Natural-language object grounding data:
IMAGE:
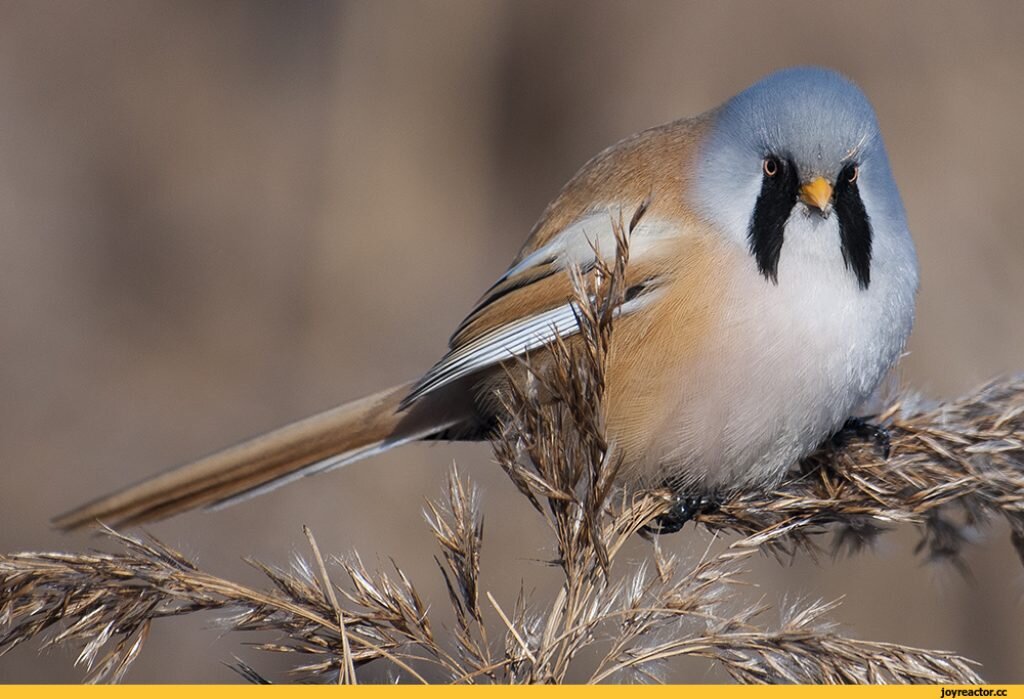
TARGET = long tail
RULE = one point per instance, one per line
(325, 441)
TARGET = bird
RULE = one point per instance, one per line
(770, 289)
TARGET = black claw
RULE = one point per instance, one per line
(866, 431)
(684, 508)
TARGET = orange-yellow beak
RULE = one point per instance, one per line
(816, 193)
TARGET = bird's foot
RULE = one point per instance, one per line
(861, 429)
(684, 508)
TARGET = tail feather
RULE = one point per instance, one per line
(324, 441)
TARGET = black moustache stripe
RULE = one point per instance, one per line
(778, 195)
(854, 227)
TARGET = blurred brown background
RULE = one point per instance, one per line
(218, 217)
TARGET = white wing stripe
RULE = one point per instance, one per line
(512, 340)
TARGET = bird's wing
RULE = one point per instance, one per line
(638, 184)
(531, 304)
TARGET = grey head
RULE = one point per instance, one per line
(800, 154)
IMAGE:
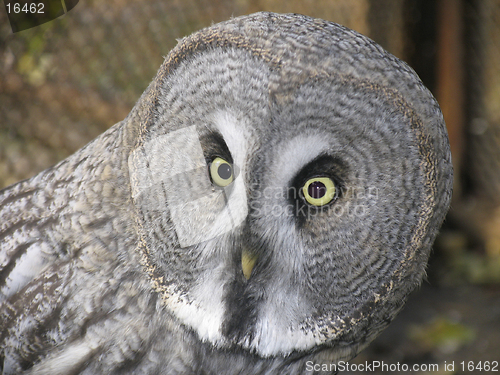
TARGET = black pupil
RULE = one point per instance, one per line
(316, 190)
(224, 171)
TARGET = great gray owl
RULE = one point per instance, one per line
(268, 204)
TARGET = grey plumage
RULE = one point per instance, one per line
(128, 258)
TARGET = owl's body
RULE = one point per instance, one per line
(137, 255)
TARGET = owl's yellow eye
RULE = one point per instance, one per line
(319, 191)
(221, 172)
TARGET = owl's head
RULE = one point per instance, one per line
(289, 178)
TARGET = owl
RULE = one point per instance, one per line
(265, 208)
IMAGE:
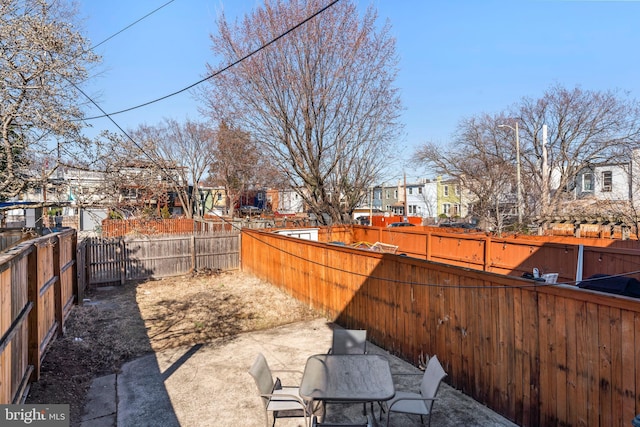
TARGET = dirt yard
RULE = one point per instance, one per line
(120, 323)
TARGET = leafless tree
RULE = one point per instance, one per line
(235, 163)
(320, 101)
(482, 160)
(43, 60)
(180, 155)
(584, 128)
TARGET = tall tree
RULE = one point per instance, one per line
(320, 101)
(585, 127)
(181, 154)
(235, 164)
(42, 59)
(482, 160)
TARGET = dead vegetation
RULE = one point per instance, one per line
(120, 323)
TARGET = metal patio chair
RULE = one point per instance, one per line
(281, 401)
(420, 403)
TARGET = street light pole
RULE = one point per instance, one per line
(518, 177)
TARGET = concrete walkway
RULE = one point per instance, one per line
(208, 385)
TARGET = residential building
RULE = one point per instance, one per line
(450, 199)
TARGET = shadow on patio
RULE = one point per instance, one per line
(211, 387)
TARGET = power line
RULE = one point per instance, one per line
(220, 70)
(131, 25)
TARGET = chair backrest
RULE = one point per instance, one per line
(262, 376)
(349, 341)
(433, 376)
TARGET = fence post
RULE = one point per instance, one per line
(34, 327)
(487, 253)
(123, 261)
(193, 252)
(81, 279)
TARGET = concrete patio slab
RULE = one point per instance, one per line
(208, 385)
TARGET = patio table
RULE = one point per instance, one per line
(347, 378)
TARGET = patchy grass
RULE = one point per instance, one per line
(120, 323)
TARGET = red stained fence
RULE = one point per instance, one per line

- _Directions_: Write out the entries above verbatim, without pictures.

- _Result_:
IMAGE:
TARGET = long tail
RULE = one point per instance, one per line
(325, 441)
TARGET = bird
RULE = one point per instance, one per line
(770, 289)
TARGET = black claw
RULE = one point per instance, one per line
(866, 431)
(684, 508)
TARGET = orange-yellow beak
RULE = one point per instance, one per line
(816, 193)
TARGET = bird's foot
RULE = one point per instance, one per line
(861, 429)
(684, 508)
TARGET = tail feather
RULE = one point per instance, one per line
(324, 441)
TARGET = black moustache stripe
RULE = one point per instance, one per line
(778, 195)
(854, 227)
TARGET = blurred brown background
RULE = one point per instance, one per line
(218, 217)
TARGET = white wing stripe
RULE = one point per instance, one per line
(512, 340)
TARGET = bird's wing
RULE = one point per instance, one per line
(638, 184)
(531, 304)
TARGET = grey head
RULE = one point per instance, one per line
(800, 154)
IMAGE:
TARGET = black pupil
RULE = one point per instance, one per line
(316, 190)
(224, 171)
TARGET = great gray owl
RULE = one point per instance, one per line
(268, 204)
TARGET = grey plumage
RULE = one point per instance, one per line
(128, 258)
TARGET = owl's body
RULE = one point per instance, one per line
(137, 255)
TARGET = owl's yellow eye
RULE = one point per instance, one per line
(319, 191)
(221, 172)
TARGET = owl's head
RULE = one point per instance, one per line
(289, 178)
TARGET = owl
RULE = one point per instance, one per line
(265, 208)
IMAGE:
TARGET = dirt yard
RULE = one point per instance, one per line
(120, 323)
TARGET = leafless tree
RULE = one point per instance, one per line
(235, 163)
(320, 101)
(482, 160)
(43, 60)
(180, 155)
(584, 128)
TARGET = tall tree
RULE = one point per instance, one per line
(320, 101)
(585, 127)
(181, 154)
(235, 164)
(42, 59)
(482, 160)
TARGET = dead vegetation
RULE = one point per instance, one per line
(120, 323)
TARGET = metal patio chair
RULE = one point per instance, one per line
(281, 401)
(420, 403)
TARGET = street light pole
RULE = one point per instance, one per line
(518, 177)
TARGET = concrete walkway
RULE = one point per instance, one per line
(208, 385)
TARGET = residential building
RULE = one point per instance, one per line
(450, 199)
TARGET = shadow on patio
RULE = one point per instance, one per line
(211, 387)
TARGET = power line
RULE = one point per instance, one per line
(220, 70)
(131, 25)
TARGET = chair backrest
RULE = one point per instance, one per line
(262, 376)
(349, 341)
(433, 376)
TARGET = fence post
RULE = one point per instance, one per line
(34, 327)
(487, 253)
(123, 261)
(193, 252)
(81, 279)
TARGET = concrete patio slab
RULE = one point per instance, one per line
(208, 385)
TARGET = patio table
RULE = one point per instance, one per line
(347, 378)
TARGET = patchy grass
RULE = one point per instance, one per line
(120, 323)
TARGET = red stained fence
RULE = one point per instance, one per line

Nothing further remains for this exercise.